→ Exercise tasks:
A. Summarize the park text in two sentences.
B. From the park text, quote everything from "This park unit" down to "visitor center nearby.", word for word.

→ Quoted text:
As horrific as that all was, several of the survivors wrote accounts of their first contact with the natives, and some of those accounts provide rare descriptions of the native cultures that existed (until the Spanish arrived). De Soto actually found an interpreter from Seville who had been adopted by a local tribe after his expedition starved to death, but he later died on this new expedition. One survivor’s record clearly states that a nearby shell mound was the foundation for the local chief’s dwelling, proving that the mounds in Florida were not simply middens but were built intentionally as elevated platforms for important people and functions, contradicting the park film at Canaveral. A large mound on this site was removed for building roads, before the park service began protecting them. After all the death and destruction inflicted on the natives, it feels especially cruel to erase the last remaining remnants of their culture without acknowledgement.

Port Chicago Naval Magazine National Memorial

At 10:15 pm on 17 July 1944, 320 people were vaporized in a munitions explosion while loading two ships simultaneously. The blast registered 3.4 on the Richter scale, disintegrated the docks above, blew one ship into small pieces, threw other ships hundreds of yards away, and injured people on the other side of Suisun Bay above. Most of the victims were young African Americans, and the Navy blamed the poorly trained black workers rather than the white officers in charge. When 50 survivors refused to return to work, they were sentenced to 8 to 15 years in prison and others were threatened with firing squad for mutiny. Despite the efforts of Thurgood Marshall to defend them and focus the blame on the Navy’s negligence, the ‘mutineers’ spent the rest of the war in prison, and the story was lost to history until a Cal professor named Robert Allen found a pamphlet, interviewed a dozen survivors and wrote a book in 1989.

The story is powerful, and the ranger and volunteer did an excellent job of painting a detailed picture of racism, dereliction of duty (among the officers who bet on load rates), the lies that the enlisted workers were told (that the bombs were inert), and the trial. Photographs, oral accounts and actually visiting the spot where it happened, including touring the revetments where munitions were transferred from boxcars and out to the docks, bring the impact home. The volunteer, Diana, noted that the Navy suffered an even more deadly munitions loading accident less than 4 months later, when the USS Mt Hood exploded in New Guinea on 10 November 1944, obviously not learning the lessons of Port Chicago. The ranger, Eric, made a persuasive case that the negligence and racism uncovered and protested, while officially unpunished, likely prompted the Navy to be the first branch of the military to desegregate completely in February 1946, two years before the other branches.

This park unit is dedicated to preventing this unjust tragedy from being forgotten. Tours must be reserved at least two weeks in advance for Thursday through Saturday when the Army, who took over the base, allows visitors. Although the tour met at the Muir home, I was able to drive my EV to the site above. Fortunately, the park service is working on improving access by building a visitor center nearby.

→ Supplied data:
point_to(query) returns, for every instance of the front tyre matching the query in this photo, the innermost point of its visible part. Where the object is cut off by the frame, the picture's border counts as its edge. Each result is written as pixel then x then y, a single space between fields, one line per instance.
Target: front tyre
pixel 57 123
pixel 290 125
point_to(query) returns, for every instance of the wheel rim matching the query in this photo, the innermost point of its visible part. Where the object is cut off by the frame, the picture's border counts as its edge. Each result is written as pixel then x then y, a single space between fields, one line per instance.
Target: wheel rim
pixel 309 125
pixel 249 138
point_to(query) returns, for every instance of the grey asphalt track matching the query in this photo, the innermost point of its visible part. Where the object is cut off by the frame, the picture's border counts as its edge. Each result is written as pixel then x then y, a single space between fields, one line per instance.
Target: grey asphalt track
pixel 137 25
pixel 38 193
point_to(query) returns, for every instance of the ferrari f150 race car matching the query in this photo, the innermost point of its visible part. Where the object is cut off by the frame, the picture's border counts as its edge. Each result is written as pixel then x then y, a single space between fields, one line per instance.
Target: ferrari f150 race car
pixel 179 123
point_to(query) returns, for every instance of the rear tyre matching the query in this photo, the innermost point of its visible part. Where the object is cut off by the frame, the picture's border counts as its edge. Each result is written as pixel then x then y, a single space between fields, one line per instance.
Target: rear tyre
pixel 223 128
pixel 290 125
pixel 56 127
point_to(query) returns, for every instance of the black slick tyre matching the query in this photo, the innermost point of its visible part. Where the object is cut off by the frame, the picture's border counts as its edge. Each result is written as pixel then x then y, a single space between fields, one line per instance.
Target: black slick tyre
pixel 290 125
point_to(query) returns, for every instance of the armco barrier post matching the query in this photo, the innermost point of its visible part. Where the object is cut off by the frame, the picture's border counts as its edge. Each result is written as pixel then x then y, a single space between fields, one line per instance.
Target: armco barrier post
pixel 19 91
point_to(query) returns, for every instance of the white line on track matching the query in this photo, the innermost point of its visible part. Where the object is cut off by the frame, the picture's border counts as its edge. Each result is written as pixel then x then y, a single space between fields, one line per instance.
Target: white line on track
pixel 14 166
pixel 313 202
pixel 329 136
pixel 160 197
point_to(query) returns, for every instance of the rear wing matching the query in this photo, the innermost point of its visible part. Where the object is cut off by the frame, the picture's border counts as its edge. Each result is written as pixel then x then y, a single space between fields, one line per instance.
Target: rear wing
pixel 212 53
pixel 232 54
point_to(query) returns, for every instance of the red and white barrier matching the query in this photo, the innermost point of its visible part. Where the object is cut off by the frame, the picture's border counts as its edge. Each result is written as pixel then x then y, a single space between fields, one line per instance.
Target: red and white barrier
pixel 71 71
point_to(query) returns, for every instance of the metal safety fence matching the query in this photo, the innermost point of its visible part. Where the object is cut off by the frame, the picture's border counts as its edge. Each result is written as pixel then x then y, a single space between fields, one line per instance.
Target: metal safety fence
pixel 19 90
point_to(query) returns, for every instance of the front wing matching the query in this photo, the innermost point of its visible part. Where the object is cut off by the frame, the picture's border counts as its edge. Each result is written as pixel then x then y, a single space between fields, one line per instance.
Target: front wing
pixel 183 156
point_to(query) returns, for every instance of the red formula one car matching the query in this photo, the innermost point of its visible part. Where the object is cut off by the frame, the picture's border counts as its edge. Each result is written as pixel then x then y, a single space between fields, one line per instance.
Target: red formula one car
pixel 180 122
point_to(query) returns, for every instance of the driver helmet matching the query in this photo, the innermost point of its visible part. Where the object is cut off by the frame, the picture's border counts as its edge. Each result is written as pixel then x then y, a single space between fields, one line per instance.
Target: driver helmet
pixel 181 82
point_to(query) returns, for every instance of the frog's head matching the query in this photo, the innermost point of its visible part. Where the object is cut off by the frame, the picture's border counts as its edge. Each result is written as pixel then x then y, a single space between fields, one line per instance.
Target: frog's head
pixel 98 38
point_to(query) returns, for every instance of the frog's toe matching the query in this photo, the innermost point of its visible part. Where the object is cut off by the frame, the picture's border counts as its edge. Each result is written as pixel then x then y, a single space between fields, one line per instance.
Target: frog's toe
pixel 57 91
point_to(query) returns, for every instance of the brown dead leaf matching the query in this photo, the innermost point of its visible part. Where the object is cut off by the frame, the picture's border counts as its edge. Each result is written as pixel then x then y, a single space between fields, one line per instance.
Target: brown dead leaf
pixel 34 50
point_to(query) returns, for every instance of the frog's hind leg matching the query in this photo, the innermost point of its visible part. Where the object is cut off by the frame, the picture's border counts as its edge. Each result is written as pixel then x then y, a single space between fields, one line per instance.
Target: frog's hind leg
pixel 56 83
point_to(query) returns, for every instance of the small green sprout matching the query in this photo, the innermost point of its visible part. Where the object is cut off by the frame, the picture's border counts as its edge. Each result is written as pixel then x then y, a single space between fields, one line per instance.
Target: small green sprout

→ Task results:
A. Survivors of De Soto's expedition described native cultures, including a shell mound that served as the foundation of a chief's dwelling, though a large mound on the site was later removed for building roads. At Port Chicago, a munitions explosion on 17 July 1944 killed 320 people, most of them young African Americans, and survivors who refused to return to work were imprisoned, a story the park unit now keeps from being forgotten through reserved tours.

B.
This park unit is dedicated to preventing this unjust tragedy from being forgotten. Tours must be reserved at least two weeks in advance for Thursday through Saturday when the Army, who took over the base, allows visitors. Although the tour met at the Muir home, I was able to drive my EV to the site above. Fortunately, the park service is working on improving access by building a visitor center nearby.